>> begin SUPPLIED ENTRIES
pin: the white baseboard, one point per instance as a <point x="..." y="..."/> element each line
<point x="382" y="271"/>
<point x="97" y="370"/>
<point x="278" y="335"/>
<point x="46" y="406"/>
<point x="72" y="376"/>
>> end SUPPLIED ENTRIES
Print the data above verbatim, line for line, with no alterations.

pin: the white baseboard, one point per instance as a <point x="..." y="..."/> element each line
<point x="382" y="271"/>
<point x="97" y="370"/>
<point x="278" y="335"/>
<point x="46" y="406"/>
<point x="72" y="376"/>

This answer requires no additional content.